───── Data for the task
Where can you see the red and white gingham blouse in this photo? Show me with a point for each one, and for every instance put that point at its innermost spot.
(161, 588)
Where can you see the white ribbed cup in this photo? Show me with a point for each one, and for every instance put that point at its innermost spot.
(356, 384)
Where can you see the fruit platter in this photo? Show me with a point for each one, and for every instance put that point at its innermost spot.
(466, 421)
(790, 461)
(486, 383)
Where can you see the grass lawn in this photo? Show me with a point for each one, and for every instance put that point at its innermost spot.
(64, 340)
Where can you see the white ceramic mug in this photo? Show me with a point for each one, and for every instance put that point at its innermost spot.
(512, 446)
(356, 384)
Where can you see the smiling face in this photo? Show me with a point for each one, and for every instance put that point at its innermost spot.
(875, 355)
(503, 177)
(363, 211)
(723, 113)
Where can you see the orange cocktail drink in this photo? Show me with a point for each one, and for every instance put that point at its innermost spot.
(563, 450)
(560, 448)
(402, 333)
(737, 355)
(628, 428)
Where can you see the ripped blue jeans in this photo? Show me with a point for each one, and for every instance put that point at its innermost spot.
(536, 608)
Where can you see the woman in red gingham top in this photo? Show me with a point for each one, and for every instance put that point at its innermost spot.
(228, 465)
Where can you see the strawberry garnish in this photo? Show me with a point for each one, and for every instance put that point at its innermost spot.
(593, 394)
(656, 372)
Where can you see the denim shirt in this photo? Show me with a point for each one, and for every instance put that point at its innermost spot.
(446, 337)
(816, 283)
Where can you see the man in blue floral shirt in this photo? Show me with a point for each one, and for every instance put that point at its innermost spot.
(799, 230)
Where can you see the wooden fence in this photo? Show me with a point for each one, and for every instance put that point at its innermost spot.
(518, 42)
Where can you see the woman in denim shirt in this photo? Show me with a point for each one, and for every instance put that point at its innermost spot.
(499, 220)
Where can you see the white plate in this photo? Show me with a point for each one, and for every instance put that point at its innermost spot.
──────────
_The request_. Reproduce the complete set of lines precisely as supplied.

_Written answer_.
Where can you see the red and white gingham blouse in this photo? Show me with a point for each one, and for every instance put that point at its innermost spot.
(161, 588)
Where can you see the white ribbed cup in this photo? Show me with a point for each one, and for every instance put that point at its innermost spot.
(356, 384)
Where can you see the fruit platter in this photo? Show me with a point for each one, and for every instance put that point at its innermost spot.
(466, 421)
(790, 461)
(486, 383)
Where can you see the grass lawn in this photo? Show me with a point for each one, and for every instance put that point at its innermost spot.
(64, 340)
Where can you see the white ceramic mug in this photo? Show me with a point for each one, and for every instance put that point at its innermost spot.
(512, 446)
(356, 384)
Where can you see the smiling face in this photo? Show me with a point for each one, and for every instance put that point at its innermost spot.
(875, 355)
(503, 177)
(363, 211)
(723, 113)
Where can you see the orange cocktail drink in this photo? Show me with a point for each one, and for every instance put that point at its innermost spot.
(563, 450)
(560, 448)
(402, 333)
(737, 355)
(628, 428)
Where can you see the ripped blue jeans in this photo? Show me with a point for each one, and for every instance put that point at its innermost spot.
(536, 608)
Where can you see the woman in red gingham top in this photo? Show me with a point for each one, and for every instance put that point at its innermost spot.
(228, 465)
Where can you see the strawberry garnish in this photo? Show me with a point for each one, and for every instance put that point at its innermost spot.
(593, 394)
(656, 372)
Where can you see the denim shirt in this photo? Show me with a point for each one, and for every instance put that point at its innermost spot.
(446, 337)
(816, 283)
Where can you see the man in blue floral shirt in this photo? Show me with a point for each one, and for every instance put that point at its innermost spot.
(799, 230)
Where can you see the wooden fence in this photo? Show me with a point for each one, and for every instance put that point at its innermost spot.
(518, 42)
Where can you see the woman in denim shirt in this photo? Show me with a point for each one, and for every instance put that point at its innermost spot.
(499, 220)
Where can you see the white plate in this photo? Show me with a point for each one, and for every instance put that point at its innermost spot.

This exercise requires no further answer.